| Exercise instructions |
Render the entries below as a numbered list, one line per item, leaving out blank lines and the pictures.

| Exercise data |

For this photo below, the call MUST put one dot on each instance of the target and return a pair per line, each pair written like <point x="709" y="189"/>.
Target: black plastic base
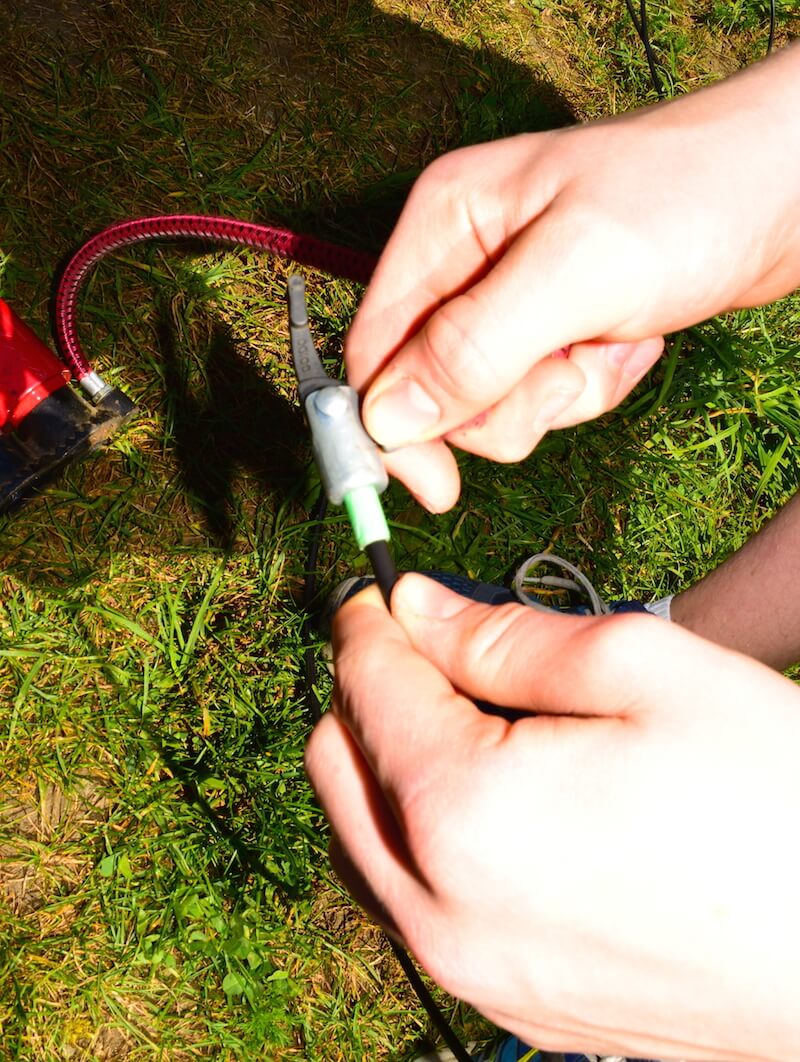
<point x="63" y="427"/>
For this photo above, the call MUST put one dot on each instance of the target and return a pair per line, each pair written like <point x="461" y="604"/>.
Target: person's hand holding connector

| Complete output |
1. For this photo below, the call MUST put one dot on each instance of the target and return a pair per line, each pair written like <point x="709" y="189"/>.
2. Target: black plastic base
3. <point x="63" y="427"/>
4. For this photo above, the call MUST put one dot on each instance of the target and return a pair per line, each pair written like <point x="461" y="604"/>.
5. Target: person's hand holding connector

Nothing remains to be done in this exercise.